— START OF Excerpted passage —

RHEL 9 moves the resource management settings from the process level to the application level by binding the system of cgroup hierarchies with the systemd unit tree. Therefore, you can manage the system resources with the systemctl command, or by modifying the systemd unit files.

To achieve this, systemd takes various configuration options from the unit files or directly via the systemctl command. Then systemd applies those options to specific process groups by utilizing the Linux kernel system calls and features like cgroups and namespaces.

Note

You can review the full set of configuration options for systemd in the following manual pages:

  • systemd.resource-control(5)
  • systemd.exec(5)

20.1. Allocating system resources using systemd

To modify the distribution of system resources, you can apply one or more of the following distribution models:

Weights

You can distribute the resource by adding up the weights of all sub-groups and giving each sub-group the fraction matching its ratio against the sum.

For example, if you have 10 cgroups, each with weight of value 100, the sum is 1000. Each cgroup receives one tenth of the resource.

Weight is usually used to distribute stateless resources. For example the CPUWeight= option is an implementation of this resource distribution model.

Limits

A cgroup can consume up to the configured amount of the resource. The sum of sub-group limits can exceed the limit of the parent cgroup. Therefore it is possible to overcommit resources in this model.

— END OF Excerpted passage —
— START OF Material —

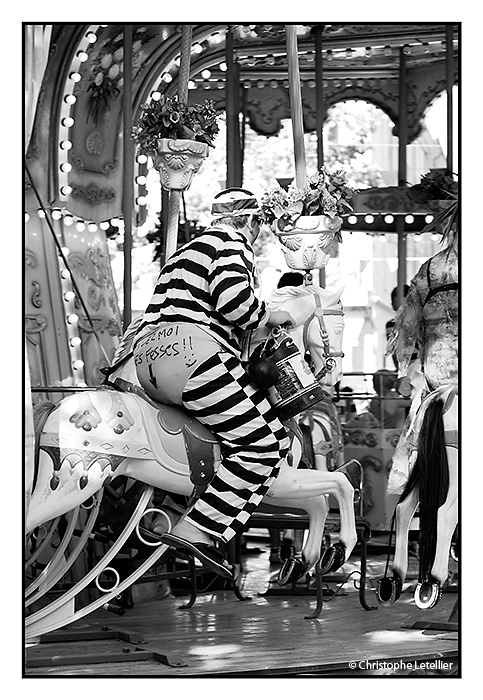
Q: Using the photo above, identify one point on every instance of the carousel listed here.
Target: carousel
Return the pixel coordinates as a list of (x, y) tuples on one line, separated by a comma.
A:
[(109, 471)]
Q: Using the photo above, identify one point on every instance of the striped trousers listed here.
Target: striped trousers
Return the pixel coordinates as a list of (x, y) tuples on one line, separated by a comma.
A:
[(213, 386)]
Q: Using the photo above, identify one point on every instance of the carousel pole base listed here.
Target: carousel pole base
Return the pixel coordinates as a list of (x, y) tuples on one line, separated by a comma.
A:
[(40, 656)]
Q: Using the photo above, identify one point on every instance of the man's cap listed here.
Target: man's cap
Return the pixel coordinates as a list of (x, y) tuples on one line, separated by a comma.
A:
[(234, 201)]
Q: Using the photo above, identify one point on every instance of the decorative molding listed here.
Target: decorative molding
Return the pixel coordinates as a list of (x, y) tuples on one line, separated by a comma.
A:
[(35, 298), (30, 259), (93, 266), (35, 324), (92, 193)]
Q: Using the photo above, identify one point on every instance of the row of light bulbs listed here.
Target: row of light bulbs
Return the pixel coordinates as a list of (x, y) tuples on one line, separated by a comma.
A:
[(388, 219)]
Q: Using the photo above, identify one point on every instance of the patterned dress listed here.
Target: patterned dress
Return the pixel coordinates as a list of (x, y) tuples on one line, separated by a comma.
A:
[(428, 318), (187, 352)]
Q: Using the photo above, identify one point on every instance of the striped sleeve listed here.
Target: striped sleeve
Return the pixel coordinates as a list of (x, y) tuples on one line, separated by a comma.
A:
[(231, 285)]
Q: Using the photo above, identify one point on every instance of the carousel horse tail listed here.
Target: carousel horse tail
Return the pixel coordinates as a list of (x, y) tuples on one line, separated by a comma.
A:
[(431, 475)]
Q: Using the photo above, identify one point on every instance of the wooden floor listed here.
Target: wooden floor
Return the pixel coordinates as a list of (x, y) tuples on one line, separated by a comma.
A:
[(221, 636)]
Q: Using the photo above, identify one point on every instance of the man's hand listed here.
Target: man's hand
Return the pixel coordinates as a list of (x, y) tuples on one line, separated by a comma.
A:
[(281, 318)]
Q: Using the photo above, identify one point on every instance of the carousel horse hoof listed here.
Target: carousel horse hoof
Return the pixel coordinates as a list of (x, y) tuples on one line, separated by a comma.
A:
[(388, 590), (427, 593), (292, 571), (331, 558), (207, 554)]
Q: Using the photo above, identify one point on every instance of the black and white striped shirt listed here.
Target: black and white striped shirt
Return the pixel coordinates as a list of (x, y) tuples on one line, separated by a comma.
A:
[(209, 282)]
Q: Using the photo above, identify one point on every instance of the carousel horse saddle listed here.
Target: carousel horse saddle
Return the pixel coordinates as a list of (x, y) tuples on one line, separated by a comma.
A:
[(128, 424)]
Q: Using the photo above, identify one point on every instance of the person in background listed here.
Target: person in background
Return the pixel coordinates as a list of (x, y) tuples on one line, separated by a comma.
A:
[(409, 385), (389, 407), (188, 352)]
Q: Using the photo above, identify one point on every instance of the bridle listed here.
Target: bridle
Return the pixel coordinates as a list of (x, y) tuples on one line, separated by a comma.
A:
[(329, 355)]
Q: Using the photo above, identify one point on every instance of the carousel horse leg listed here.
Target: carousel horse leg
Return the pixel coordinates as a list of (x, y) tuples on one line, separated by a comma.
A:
[(306, 483), (428, 593), (389, 588), (295, 567)]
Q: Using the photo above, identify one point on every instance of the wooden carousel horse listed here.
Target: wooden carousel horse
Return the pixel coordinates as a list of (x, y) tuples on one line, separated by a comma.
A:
[(88, 439), (425, 464), (319, 338)]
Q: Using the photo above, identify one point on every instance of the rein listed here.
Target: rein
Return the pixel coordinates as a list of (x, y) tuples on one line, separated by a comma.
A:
[(329, 355)]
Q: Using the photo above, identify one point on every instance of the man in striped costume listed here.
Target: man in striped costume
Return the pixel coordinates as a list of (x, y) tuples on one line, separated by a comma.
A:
[(188, 352)]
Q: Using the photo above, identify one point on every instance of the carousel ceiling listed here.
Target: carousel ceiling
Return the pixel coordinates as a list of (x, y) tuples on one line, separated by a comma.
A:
[(81, 103)]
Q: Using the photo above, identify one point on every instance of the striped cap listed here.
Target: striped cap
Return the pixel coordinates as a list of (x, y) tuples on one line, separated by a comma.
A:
[(234, 201)]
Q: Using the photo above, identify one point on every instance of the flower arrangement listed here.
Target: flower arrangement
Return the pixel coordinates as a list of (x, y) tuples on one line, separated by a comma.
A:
[(326, 194), (169, 118)]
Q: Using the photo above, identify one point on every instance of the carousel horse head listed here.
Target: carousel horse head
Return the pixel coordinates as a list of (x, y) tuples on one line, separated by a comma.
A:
[(319, 325)]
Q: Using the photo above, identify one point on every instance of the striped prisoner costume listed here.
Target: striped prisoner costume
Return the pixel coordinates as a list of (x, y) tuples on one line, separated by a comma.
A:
[(204, 294)]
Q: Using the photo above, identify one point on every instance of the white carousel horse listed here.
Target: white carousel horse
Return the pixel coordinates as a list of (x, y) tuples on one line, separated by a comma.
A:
[(117, 430), (318, 334), (433, 487)]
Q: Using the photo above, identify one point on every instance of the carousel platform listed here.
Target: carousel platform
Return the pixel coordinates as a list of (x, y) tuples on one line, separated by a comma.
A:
[(268, 634)]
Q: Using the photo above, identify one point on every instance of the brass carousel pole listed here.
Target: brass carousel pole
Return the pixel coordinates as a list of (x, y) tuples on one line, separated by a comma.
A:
[(319, 112), (449, 94), (175, 195), (128, 174), (232, 111), (296, 105), (402, 175)]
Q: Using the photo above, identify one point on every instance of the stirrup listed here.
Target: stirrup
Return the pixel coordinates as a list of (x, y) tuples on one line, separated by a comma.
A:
[(331, 558), (388, 590), (292, 571), (428, 593)]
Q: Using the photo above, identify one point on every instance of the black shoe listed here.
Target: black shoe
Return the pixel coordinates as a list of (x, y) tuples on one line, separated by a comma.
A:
[(292, 571), (206, 553)]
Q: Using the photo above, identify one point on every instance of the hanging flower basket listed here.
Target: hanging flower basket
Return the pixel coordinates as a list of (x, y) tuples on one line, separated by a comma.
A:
[(308, 245), (177, 137), (307, 220), (177, 161)]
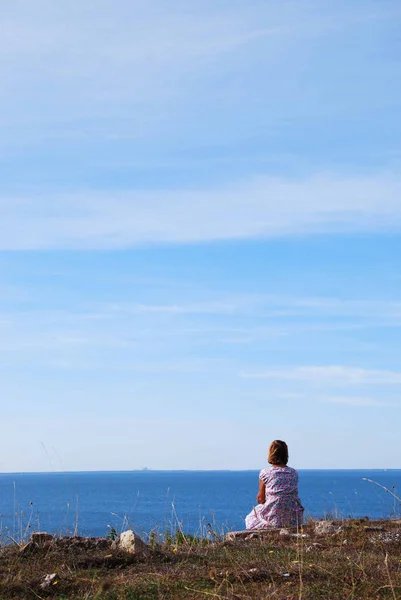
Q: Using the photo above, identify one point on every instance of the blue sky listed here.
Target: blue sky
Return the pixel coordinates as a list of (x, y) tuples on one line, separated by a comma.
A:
[(200, 215)]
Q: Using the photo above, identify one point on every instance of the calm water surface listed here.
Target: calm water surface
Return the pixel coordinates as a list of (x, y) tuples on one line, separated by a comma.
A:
[(94, 502)]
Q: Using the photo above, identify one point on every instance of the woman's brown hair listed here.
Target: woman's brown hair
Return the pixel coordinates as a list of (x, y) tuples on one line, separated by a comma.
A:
[(278, 453)]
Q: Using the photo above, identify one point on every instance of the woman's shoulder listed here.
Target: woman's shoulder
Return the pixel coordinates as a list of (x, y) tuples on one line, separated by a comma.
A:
[(264, 474)]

— END OF Material —

→ **What is asked**:
1) List every heading in the systemd resource management excerpt, including the callout label, in the order they appear.
2) Render the listing lines from the line with "basket listed here." to the line with "[(308, 245), (177, 137), (307, 220), (177, 161)]" as a numbered list, omitting any blank lines.

→ **Solved problems**:
1)
1. Note
2. 20.1. Allocating system resources using systemd
3. Weights
4. Limits

2)
1. Q: Using the photo above, identify one point on every instance of the hanging flower basket listed here.
2. Target: hanging flower basket
3. Return the pixel coordinates as a list of (x, y) tuples on one line, separated by a comma.
4. A:
5. [(308, 245), (177, 137), (307, 220), (177, 161)]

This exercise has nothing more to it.